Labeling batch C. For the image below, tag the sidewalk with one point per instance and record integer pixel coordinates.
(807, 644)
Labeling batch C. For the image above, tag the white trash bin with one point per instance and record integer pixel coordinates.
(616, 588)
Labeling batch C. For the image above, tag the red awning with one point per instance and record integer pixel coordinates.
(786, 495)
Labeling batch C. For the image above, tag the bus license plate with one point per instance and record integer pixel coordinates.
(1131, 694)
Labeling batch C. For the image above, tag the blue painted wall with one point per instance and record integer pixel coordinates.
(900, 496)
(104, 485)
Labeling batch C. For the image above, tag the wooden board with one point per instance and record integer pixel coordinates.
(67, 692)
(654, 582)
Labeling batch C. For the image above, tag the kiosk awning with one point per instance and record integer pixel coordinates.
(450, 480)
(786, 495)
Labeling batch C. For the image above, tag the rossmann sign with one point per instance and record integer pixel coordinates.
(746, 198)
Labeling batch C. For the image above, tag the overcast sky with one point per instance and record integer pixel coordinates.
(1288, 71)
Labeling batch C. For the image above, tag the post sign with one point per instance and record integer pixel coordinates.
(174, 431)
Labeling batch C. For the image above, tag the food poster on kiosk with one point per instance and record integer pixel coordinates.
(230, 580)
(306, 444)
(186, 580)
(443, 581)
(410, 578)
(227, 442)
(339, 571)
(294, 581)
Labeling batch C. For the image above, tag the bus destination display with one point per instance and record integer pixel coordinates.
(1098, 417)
...
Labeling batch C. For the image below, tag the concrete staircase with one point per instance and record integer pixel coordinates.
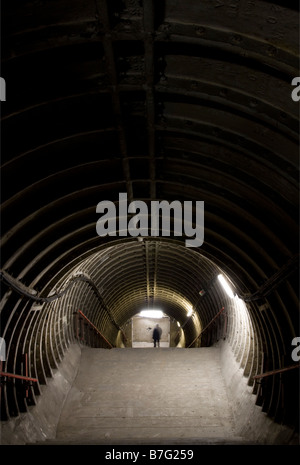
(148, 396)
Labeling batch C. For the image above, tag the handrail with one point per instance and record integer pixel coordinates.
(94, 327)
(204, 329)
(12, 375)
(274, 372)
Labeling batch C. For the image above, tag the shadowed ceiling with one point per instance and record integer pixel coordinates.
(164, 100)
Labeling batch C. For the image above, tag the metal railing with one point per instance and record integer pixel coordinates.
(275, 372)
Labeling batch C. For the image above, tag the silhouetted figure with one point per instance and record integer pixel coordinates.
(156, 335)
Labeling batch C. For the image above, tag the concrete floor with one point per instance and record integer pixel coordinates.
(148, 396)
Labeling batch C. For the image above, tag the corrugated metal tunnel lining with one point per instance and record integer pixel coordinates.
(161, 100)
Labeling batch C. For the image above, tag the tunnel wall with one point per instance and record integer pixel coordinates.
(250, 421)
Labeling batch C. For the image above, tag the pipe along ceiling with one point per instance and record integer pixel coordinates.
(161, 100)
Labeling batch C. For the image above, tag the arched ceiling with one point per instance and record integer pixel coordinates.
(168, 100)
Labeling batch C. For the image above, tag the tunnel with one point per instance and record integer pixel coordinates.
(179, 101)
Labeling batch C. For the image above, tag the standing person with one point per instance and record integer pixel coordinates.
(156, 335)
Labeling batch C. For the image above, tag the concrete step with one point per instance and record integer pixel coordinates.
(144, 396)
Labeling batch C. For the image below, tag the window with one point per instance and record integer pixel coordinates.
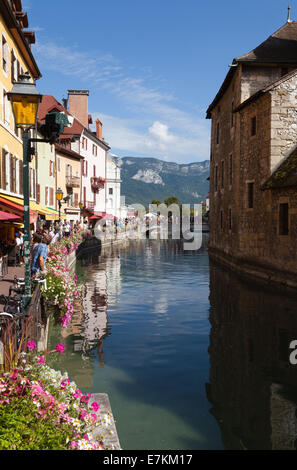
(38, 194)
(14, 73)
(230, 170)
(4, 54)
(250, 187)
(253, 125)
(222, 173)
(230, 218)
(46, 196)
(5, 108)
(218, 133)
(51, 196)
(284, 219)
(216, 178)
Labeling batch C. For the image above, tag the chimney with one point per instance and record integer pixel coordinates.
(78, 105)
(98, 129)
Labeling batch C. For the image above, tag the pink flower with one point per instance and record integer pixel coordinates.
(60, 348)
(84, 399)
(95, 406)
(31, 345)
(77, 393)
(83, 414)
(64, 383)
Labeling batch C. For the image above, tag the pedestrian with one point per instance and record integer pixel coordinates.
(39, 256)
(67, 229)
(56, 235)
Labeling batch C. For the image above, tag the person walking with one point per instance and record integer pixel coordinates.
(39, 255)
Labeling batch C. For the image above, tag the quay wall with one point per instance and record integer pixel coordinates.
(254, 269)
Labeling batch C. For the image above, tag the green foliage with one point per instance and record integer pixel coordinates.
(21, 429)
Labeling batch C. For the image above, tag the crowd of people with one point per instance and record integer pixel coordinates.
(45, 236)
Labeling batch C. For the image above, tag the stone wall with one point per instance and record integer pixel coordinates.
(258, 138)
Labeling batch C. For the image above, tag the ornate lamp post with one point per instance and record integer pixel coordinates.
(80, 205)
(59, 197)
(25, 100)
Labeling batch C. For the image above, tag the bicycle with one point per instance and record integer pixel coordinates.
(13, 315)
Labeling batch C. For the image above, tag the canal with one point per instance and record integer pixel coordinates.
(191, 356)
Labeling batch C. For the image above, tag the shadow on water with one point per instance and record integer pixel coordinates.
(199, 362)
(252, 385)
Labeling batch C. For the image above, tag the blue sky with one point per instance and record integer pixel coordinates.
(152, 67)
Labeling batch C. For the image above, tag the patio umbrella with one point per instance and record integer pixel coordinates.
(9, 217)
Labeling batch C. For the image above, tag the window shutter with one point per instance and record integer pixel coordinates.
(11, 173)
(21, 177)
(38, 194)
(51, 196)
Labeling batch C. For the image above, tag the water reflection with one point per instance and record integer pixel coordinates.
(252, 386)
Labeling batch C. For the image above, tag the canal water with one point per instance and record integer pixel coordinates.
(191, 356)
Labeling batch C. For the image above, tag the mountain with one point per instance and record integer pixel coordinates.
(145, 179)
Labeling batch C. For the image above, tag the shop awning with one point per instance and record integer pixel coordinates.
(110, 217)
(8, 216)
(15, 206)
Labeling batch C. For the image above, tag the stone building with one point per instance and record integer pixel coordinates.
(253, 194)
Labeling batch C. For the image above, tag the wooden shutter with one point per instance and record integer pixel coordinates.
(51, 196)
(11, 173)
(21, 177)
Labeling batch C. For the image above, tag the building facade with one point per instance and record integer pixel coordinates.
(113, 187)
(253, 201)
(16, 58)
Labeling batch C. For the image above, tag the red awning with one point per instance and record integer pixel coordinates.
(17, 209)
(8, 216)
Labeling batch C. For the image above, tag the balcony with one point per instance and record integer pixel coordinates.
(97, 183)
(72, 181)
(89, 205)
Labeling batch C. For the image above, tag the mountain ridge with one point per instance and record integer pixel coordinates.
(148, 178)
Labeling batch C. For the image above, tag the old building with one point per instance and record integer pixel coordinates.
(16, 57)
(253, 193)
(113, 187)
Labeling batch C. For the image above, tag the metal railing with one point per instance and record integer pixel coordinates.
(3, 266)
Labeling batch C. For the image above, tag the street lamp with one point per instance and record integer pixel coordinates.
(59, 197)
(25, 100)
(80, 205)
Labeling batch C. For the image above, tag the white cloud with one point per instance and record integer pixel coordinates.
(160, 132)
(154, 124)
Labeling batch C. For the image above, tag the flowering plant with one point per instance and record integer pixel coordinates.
==
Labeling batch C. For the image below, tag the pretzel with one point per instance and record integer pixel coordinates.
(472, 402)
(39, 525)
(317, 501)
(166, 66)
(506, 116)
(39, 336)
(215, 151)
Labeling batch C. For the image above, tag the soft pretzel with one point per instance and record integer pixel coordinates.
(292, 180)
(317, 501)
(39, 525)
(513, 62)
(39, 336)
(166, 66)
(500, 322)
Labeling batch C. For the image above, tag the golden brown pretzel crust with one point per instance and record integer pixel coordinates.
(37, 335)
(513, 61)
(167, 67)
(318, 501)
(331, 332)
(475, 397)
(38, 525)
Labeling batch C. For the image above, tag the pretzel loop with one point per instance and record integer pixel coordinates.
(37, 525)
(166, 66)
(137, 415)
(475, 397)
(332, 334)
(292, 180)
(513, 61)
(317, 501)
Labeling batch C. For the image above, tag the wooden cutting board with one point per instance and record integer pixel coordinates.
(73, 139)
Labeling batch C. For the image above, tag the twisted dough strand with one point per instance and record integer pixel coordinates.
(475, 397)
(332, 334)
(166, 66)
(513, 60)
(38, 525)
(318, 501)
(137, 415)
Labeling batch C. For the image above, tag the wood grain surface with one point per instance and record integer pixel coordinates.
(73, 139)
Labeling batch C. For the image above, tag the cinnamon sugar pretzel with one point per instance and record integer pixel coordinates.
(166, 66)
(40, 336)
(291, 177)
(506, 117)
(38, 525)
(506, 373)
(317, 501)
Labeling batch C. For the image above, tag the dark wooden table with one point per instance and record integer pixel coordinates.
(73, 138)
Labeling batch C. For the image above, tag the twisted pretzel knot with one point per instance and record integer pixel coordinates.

EXERCISE TASK —
Format the rows from the line containing "Labeling batch C. For the image below, tag the sidewalk" through the line containing "(1131, 694)" as a numbered list, including both of those lines and skipping any blank lines.

RESPONSE TO THE EXERCISE —
1. Labeling batch C. For the image below, tag the sidewalk with one point per instance and record integer pixel coordinates.
2. (807, 644)
3. Labeling batch C. For the image above, tag the white trash bin with one point per instance and record integer pixel coordinates.
4. (616, 588)
5. Labeling batch C. For the image above, tag the red awning with one point per instance and record integer pixel coordinates.
6. (786, 495)
7. Labeling batch C. For the image above, tag the bus license plate with one point per instance and record integer pixel coordinates.
8. (1131, 694)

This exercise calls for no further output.